Try it:
Write only the number of lines below in which "older" occurs.
_ _ _ _
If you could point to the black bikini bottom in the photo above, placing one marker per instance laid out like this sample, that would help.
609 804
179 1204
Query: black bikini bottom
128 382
_ _ _ _
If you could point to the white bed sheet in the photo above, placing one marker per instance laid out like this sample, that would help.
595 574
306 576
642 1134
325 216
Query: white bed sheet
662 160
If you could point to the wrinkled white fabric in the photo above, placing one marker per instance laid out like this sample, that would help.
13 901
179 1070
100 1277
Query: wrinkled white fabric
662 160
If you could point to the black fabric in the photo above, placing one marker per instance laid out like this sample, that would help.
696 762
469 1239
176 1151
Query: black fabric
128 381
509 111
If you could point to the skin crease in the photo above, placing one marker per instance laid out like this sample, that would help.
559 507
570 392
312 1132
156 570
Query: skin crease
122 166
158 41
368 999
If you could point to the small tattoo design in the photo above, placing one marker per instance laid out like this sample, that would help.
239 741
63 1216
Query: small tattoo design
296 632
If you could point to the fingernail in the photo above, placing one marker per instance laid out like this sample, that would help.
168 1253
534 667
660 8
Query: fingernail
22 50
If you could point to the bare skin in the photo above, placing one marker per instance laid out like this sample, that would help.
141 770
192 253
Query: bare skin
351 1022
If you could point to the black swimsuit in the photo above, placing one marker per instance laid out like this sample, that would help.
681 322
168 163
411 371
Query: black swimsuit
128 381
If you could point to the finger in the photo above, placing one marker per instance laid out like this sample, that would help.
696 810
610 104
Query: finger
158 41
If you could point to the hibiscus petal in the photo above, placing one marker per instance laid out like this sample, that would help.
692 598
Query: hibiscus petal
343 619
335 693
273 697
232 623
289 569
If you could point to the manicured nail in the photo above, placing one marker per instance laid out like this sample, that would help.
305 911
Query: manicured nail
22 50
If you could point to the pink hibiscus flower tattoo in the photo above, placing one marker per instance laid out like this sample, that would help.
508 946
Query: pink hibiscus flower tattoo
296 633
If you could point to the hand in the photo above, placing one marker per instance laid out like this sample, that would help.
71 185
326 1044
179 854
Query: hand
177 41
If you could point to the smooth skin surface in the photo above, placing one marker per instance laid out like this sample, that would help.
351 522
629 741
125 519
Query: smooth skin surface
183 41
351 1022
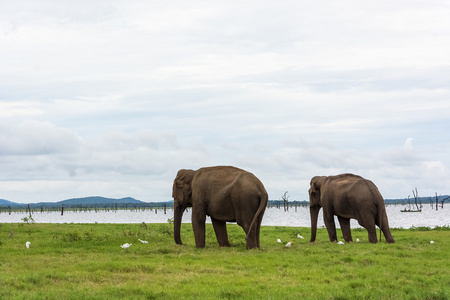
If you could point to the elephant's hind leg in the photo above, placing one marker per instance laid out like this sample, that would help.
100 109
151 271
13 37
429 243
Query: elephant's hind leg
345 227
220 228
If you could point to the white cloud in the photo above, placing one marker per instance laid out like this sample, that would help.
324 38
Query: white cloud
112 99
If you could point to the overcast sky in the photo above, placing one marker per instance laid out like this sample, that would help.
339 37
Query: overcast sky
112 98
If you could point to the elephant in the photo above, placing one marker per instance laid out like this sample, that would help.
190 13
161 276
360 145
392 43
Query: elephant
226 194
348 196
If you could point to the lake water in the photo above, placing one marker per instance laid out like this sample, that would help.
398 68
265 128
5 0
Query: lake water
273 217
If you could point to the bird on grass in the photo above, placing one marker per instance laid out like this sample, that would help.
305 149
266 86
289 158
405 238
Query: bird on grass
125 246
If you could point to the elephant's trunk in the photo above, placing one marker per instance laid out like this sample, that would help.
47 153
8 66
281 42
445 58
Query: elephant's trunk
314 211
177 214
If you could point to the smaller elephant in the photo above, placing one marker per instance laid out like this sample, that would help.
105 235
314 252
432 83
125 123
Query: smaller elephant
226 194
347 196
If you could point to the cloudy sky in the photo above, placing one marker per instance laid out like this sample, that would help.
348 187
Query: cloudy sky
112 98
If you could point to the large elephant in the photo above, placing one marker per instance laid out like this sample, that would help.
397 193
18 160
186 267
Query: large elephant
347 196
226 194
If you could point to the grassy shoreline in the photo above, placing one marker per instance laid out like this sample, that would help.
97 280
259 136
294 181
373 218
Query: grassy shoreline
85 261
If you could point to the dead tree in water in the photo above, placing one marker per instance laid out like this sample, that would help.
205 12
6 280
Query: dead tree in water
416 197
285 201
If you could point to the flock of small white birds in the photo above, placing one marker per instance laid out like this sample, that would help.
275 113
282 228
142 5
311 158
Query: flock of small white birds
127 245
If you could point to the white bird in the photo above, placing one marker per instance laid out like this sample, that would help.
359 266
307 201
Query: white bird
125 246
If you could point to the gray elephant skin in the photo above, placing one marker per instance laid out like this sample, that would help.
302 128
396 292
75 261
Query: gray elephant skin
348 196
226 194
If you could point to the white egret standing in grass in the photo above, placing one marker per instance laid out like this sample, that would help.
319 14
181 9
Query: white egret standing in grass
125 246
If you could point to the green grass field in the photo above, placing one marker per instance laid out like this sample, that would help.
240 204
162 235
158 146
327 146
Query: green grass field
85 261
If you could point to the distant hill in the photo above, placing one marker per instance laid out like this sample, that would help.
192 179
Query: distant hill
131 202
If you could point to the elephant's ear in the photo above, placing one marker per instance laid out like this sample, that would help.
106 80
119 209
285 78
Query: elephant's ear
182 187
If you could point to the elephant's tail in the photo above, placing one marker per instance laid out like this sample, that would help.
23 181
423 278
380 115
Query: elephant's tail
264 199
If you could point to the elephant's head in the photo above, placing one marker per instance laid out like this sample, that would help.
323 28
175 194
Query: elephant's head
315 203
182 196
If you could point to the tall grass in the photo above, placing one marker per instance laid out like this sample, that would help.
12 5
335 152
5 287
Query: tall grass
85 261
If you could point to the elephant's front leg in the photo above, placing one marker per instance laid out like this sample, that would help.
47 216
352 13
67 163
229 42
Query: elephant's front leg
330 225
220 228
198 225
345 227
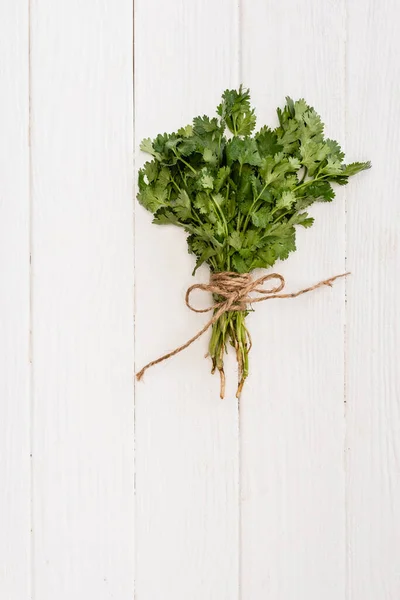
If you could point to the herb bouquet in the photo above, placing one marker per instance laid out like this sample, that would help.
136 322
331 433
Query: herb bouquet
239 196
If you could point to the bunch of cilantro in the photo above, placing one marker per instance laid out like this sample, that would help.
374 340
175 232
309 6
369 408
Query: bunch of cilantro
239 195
_ _ _ _
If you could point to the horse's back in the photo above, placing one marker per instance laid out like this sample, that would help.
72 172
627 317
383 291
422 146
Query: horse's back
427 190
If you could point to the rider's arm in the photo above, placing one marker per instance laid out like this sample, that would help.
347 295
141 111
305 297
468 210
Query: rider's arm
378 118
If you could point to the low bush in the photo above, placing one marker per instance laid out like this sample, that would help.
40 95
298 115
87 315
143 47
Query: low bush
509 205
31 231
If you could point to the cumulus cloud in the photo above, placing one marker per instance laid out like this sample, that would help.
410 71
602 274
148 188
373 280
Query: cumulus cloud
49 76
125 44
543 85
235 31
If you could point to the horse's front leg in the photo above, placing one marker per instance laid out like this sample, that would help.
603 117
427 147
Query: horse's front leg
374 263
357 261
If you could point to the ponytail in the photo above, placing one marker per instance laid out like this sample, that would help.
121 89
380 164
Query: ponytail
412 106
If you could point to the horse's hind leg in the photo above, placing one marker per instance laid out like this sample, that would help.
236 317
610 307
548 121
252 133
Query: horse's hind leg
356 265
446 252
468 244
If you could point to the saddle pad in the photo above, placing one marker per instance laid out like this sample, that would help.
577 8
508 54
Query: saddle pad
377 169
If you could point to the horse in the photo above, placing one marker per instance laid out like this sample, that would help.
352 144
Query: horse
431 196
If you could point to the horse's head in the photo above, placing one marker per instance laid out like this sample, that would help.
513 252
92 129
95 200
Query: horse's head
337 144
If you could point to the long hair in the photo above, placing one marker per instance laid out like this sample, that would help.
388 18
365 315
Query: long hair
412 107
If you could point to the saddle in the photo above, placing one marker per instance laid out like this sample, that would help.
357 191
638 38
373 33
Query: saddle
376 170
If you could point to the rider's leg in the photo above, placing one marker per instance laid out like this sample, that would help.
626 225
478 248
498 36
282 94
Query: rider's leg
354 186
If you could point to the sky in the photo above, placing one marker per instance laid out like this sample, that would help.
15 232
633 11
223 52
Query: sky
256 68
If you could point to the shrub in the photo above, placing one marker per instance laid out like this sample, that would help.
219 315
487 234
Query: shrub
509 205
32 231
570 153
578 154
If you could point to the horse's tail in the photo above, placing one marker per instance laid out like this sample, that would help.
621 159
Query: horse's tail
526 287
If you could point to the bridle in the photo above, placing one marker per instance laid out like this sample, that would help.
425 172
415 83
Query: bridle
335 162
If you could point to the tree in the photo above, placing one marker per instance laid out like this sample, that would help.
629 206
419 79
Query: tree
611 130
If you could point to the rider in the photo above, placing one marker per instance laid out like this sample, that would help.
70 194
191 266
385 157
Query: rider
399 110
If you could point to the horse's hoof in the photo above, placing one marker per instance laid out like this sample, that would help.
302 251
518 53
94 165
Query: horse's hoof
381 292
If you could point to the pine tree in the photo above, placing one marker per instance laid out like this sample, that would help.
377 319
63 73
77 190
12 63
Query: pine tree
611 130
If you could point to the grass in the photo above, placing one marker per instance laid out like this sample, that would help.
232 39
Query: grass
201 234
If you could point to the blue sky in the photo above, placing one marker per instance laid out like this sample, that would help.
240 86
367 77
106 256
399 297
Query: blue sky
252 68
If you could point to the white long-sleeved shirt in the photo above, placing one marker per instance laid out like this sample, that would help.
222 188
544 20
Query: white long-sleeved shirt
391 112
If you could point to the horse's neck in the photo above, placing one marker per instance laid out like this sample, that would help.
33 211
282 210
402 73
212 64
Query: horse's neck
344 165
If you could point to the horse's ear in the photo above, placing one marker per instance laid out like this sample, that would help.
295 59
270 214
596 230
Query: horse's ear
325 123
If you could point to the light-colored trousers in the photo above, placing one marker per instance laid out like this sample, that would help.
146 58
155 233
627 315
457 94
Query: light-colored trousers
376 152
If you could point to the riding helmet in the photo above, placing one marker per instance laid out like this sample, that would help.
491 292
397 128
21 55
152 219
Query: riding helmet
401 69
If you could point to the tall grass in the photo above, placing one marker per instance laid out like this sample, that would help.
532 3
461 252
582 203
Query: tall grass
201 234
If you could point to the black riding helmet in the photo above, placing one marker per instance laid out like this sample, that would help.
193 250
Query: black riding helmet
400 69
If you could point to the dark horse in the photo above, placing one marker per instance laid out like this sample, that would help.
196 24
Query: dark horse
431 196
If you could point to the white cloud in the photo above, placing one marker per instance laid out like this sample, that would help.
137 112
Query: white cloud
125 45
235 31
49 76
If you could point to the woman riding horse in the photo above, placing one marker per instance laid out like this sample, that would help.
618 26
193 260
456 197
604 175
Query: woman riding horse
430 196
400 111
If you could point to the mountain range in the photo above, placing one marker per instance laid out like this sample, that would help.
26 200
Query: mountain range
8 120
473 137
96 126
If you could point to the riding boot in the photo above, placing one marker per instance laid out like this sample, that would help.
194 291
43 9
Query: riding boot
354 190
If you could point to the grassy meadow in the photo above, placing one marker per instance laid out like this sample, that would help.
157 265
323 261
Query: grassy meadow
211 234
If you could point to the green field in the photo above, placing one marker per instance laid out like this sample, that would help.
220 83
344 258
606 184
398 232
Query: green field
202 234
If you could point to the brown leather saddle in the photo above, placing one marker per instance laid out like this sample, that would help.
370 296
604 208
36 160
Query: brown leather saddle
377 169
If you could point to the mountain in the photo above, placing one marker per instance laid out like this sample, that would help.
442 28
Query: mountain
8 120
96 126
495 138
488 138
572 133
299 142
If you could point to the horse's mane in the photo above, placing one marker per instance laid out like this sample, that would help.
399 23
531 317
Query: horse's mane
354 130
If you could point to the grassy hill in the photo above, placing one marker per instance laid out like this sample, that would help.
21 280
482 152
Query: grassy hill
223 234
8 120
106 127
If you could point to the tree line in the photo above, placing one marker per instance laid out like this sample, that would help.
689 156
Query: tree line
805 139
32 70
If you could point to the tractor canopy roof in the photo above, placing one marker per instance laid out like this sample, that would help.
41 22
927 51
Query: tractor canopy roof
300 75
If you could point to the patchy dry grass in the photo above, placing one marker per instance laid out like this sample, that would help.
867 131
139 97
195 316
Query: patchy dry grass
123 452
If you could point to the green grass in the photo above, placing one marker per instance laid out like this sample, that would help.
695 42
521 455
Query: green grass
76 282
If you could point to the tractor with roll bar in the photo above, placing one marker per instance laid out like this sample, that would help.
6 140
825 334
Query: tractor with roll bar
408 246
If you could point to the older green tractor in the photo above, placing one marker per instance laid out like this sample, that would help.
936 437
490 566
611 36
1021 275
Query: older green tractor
_ _ _ _
Solution:
2